## [WHAT YOU SHOULD DO]
Copy the data below line for line without changing anything, and omit the pictures from your copy.

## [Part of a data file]
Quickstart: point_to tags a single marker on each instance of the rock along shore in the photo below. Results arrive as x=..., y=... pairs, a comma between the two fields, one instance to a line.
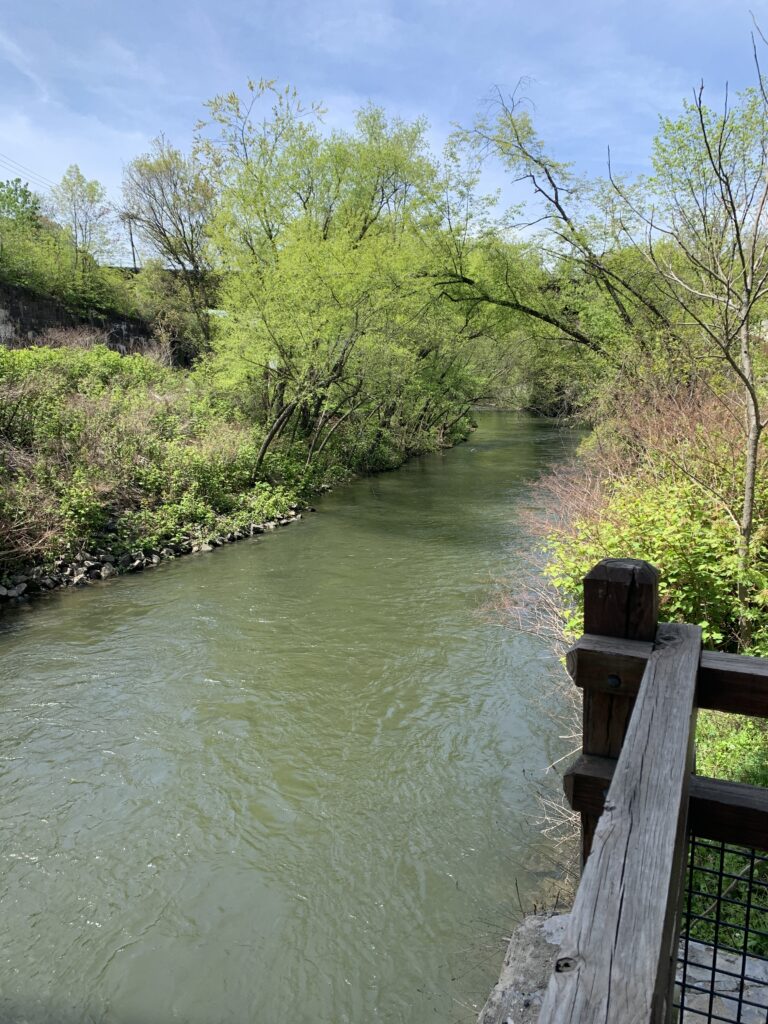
x=100, y=563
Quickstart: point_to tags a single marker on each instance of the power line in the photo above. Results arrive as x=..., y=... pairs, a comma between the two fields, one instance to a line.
x=20, y=169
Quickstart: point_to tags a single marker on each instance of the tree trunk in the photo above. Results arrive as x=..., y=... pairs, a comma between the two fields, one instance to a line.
x=754, y=430
x=274, y=431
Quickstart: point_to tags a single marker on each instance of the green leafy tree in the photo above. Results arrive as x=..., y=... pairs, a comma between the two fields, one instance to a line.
x=169, y=200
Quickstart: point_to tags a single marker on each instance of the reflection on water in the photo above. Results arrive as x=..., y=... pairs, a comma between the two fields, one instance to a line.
x=284, y=782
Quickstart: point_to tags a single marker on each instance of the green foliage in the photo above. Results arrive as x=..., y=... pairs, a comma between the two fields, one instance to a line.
x=119, y=443
x=680, y=527
x=43, y=256
x=732, y=747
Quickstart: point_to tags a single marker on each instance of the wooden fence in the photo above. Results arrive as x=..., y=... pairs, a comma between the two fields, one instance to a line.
x=640, y=799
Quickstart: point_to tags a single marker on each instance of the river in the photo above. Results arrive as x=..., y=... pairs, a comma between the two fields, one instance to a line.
x=291, y=781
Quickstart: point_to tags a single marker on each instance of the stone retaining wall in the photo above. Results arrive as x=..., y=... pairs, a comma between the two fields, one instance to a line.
x=25, y=315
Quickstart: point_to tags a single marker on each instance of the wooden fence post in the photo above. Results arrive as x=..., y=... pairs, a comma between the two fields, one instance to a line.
x=621, y=599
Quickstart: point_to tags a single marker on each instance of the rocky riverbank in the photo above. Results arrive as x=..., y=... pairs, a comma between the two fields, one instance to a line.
x=100, y=563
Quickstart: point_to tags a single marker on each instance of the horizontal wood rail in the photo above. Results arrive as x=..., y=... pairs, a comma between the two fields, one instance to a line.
x=726, y=682
x=728, y=812
x=615, y=961
x=639, y=798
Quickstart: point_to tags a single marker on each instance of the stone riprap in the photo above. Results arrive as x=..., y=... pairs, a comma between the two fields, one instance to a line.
x=101, y=563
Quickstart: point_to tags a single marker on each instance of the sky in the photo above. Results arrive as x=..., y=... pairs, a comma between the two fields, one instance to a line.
x=92, y=81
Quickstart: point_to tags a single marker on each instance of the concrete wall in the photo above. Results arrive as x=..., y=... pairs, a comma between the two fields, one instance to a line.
x=25, y=315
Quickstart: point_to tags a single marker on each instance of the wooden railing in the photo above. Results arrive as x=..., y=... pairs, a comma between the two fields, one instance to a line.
x=638, y=797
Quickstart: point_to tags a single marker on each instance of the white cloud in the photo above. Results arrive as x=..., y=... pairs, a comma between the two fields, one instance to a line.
x=11, y=53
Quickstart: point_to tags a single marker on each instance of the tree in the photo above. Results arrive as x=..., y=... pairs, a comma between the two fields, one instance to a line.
x=169, y=199
x=331, y=318
x=676, y=267
x=17, y=202
x=81, y=207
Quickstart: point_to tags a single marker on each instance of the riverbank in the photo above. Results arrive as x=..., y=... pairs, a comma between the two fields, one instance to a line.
x=87, y=567
x=300, y=765
x=112, y=464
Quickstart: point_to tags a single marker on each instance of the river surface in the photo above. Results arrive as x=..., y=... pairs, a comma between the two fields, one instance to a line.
x=291, y=781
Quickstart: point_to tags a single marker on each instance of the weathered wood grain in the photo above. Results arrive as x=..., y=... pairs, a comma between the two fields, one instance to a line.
x=726, y=682
x=615, y=960
x=730, y=812
x=734, y=683
x=621, y=600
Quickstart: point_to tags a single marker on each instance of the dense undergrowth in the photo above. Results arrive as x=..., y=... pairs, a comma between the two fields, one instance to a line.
x=99, y=446
x=656, y=488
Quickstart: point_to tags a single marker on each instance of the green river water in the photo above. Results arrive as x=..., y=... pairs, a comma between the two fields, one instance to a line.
x=291, y=781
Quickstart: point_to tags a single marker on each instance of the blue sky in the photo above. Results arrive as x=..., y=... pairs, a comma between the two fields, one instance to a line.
x=92, y=81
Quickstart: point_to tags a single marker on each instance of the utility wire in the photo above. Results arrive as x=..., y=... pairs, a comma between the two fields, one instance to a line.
x=23, y=171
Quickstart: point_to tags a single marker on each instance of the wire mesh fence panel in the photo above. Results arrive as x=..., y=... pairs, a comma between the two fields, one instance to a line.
x=722, y=972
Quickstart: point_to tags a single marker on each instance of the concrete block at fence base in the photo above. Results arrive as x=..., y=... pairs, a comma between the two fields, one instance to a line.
x=527, y=966
x=733, y=1000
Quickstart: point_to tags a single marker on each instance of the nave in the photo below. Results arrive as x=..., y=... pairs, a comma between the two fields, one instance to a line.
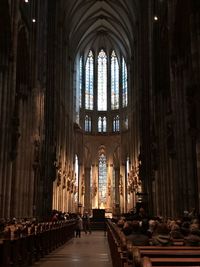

## [ANSWER TO THE PROBLEM]
Quickstart: point_to tags a single marker on each instance of the rock along shore in the photo below. Results arrive as x=..., y=... pairs, a comma between the two fields, one instance to a line.
x=100, y=563
Quickstart: point_to tags a single marker on each instance of the power line in the photo above. Results arrive as x=..., y=... pairs, a comma between the two fields, one instance to a line.
x=20, y=169
Quickstart: point_to tags a single marker on each instance of the tree trunk in the photo above. Results arrive as x=..., y=... pairs, a comma between the two fields, one instance to a line.
x=754, y=430
x=274, y=431
Quickstart: point_to tags a single marker on each instance of the green leafy tree in the photo above. Results arrive as x=..., y=... pairs, a comma between the two fields, one instance to a line.
x=169, y=200
Quickstart: point_to tags a single marker on each instance of the reflection on water in the photo above. Results arrive as x=..., y=... pairs, a comma between the two fields, one instance to a line.
x=284, y=782
Quickstart: point_to tags a single marker on each instance of the green foliage in the photo above. Results arrive as x=..., y=... pairs, a comma between the two fields, one instance to a line.
x=119, y=443
x=680, y=527
x=43, y=256
x=732, y=747
Quickstart: point_to tags a single marker on each instance of the wooden fence in the photo above. Results arrive as x=..., y=... pairs, a comma between the two fields, one instance to a line.
x=640, y=799
Quickstart: point_to tags a single marker on each instance of the river in the photo above. Results arrive as x=..., y=... pairs, a comma between the two fields, one instance to a line.
x=291, y=781
Quickstart: point_to tags a single marker on each instance of the stone retaining wall in the photo above. Results arrive as x=..., y=... pairs, a comma between the two fields, one instance to a line.
x=25, y=315
Quickstart: point_to tags a single marker on each instance of the wooden fence post in the photo above. Results arrive as x=..., y=... pairs, a comma between the two fields, one instance to a line.
x=621, y=599
Quickstart: point_to tags a single marker on each instance of the rocky riverbank in the photo above. Results arrive as x=..., y=... pairs, a comma between the two fields, one instance to a line.
x=100, y=563
Quickstart: point_to tags a single marker on each instance of the horizontal wood rail in the photo above. Results arrive as x=..., y=... pairs, a comma between the two fields, one instance to a line.
x=726, y=682
x=728, y=812
x=615, y=961
x=639, y=798
Quickstart: point_to tags a single marker on each instance of the stone riprap in the photo above. Results arrive as x=..., y=... pairs, a comma between the two fields, one instance to a line.
x=101, y=563
Quickstart: point_to tags a single marker on each instance of the sky in the photo above. Results arrive as x=..., y=... pairs, a comma between the two fields, one instance to a line.
x=92, y=81
Quickstart: point_to tags a single marker on each instance of the concrete wall in the photo above. Results arrive as x=..., y=... pairs, a comma between the two fields, one instance to a line.
x=25, y=315
Quickstart: point_to tags a single marker on each instance of the wooden railing in the photo above. Results arrive as x=..., y=... pairs, a comma between the two fields, one instance to a line.
x=638, y=797
Quickstart: point_to tags a single marker on each instance of the white cloud in the photo above. Results arrive as x=..., y=... pairs, a comma between the two fields, one instance to a line.
x=11, y=53
Quickstart: point_to tags a single marker on each instance of the tree in the photo above. Results arrive as x=..., y=... pairs, a comma between the two fields, one instance to a line.
x=169, y=199
x=331, y=318
x=676, y=267
x=17, y=202
x=81, y=207
Quickstart: point_to tags a single marker on each instance of the riverbank in the photo above. Results arrive as x=..., y=... pairs, a comma between the two fields, one instance to a line.
x=87, y=567
x=300, y=765
x=112, y=464
Quickstart: point_to tags a single marker on each instance of the river surface in the photo above. Results arrive as x=..., y=... pairs, a comma between the two fields, one instance to a line.
x=291, y=781
Quickstart: point_to tags a single marker on each instance of the weathered wood grain in the photo above. Results arrive as x=..., y=... pairs, a comma between the two fields, one instance to a line.
x=726, y=682
x=615, y=960
x=730, y=812
x=734, y=683
x=621, y=600
Quickstart: point_to tags a single marker on each instance of the dense undergrowth in the photo above. Results arrive as x=..., y=... pairs, a comma between the two fields, one instance to a line.
x=99, y=446
x=656, y=488
Quickstart: point_to tags a single marker on each instance of the green river water in the photo above. Results arrive as x=..., y=... pairs, a comma between the two fields, one instance to a line.
x=291, y=781
Quickstart: point_to tags a single marker on each instance of the blue sky in the photo above. Results arrive as x=..., y=... pairs, a comma between the two fields, one instance to a line.
x=92, y=81
Quickstart: point_to tags a single marker on each instance of the utility wire in the photo above. Results arrive as x=..., y=... pairs, a comma between the two fields, one instance to a line.
x=23, y=171
Quickstart: point_to tags a single marker on each instance of the wire mesh fence panel in the photo above. Results arrive as x=..., y=... pairs, a comma between the two fields, one instance to a line.
x=722, y=972
Quickstart: point_to tags a single marker on each instance of the concrete block at fence base in the photo above. Results arrive as x=..., y=... pairs, a comma between the two fields, one instance to a line.
x=527, y=966
x=733, y=1000
Quickstart: point_to tags a single marker on each instance of the nave in the photo below. Results arrive as x=..., y=... pairs, a comma between the two fields, one instance to a line.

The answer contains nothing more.